◆ WHAT IS REQUIRED
Gather every line of the material below that contains the word "motif", copying each one in full. Treat uppercase and lowercase as different.

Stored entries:
◆ ◆ ◆ ◆
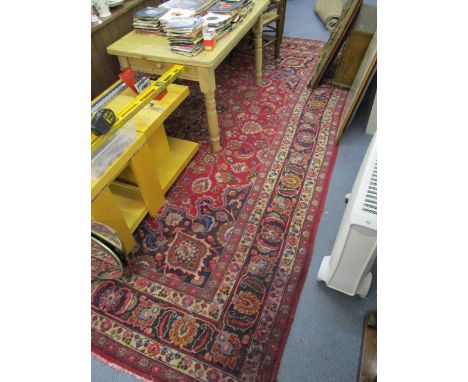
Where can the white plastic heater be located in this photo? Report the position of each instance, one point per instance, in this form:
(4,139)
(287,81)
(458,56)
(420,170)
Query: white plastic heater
(347,269)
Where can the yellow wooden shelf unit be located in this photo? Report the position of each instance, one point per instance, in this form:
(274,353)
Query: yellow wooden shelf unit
(169,155)
(136,182)
(123,208)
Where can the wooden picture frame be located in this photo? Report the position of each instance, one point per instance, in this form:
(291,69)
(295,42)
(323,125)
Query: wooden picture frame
(366,72)
(329,50)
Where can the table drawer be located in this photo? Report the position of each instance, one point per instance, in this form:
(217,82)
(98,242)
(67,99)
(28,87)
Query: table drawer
(158,67)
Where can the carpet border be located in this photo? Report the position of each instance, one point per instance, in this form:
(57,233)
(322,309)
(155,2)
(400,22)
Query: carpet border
(308,262)
(117,366)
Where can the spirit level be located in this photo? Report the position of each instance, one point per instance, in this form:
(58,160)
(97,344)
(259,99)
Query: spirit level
(139,102)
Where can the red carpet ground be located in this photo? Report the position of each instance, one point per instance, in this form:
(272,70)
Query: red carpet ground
(218,273)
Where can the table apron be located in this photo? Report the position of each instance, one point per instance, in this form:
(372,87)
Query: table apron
(157,67)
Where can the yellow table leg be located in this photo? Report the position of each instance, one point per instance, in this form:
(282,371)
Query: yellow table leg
(258,32)
(208,86)
(104,209)
(148,182)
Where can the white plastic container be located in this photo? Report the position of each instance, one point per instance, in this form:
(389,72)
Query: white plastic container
(102,158)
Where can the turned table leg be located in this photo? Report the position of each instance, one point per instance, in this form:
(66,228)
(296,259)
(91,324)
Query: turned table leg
(208,87)
(258,32)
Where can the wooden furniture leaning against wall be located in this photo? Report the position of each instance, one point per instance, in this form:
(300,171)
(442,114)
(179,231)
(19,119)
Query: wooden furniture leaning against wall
(337,36)
(275,13)
(356,46)
(104,68)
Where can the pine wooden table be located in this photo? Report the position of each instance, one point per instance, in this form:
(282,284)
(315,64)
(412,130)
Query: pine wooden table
(151,54)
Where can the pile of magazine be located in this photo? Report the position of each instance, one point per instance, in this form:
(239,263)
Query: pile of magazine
(147,19)
(172,14)
(235,9)
(221,23)
(185,35)
(200,7)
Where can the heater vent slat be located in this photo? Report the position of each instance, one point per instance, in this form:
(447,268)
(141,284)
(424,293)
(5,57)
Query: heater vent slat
(369,203)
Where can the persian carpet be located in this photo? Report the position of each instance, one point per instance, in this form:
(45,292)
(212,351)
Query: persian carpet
(218,273)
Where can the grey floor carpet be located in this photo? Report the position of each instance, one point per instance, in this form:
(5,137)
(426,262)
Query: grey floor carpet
(325,338)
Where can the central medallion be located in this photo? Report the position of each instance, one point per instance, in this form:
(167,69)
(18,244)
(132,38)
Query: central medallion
(186,254)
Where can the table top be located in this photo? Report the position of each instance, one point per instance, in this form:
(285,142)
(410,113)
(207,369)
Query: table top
(156,48)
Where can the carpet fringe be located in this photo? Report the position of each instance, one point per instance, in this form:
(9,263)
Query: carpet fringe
(118,368)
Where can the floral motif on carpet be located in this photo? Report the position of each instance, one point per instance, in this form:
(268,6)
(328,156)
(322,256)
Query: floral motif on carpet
(217,274)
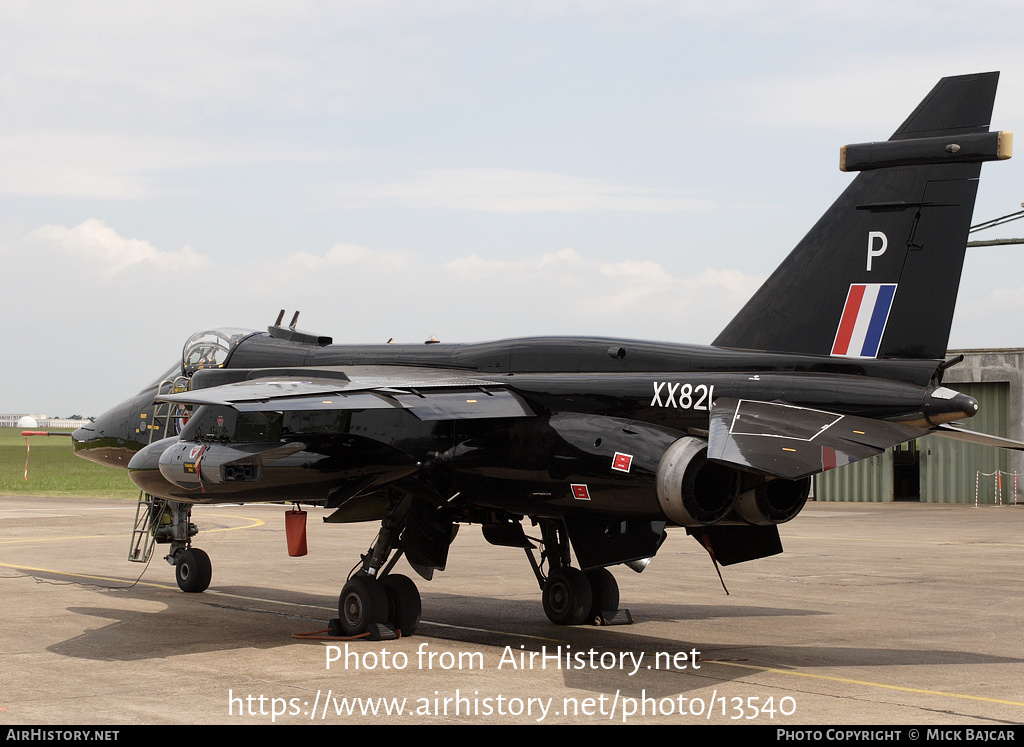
◆ ◆ ◆ ◆
◆ TASK OUTPUT
Where can the floral motif on carpet be located in this photo? Report the position of each instance, one point per instance, in this form:
Query: floral motif on carpet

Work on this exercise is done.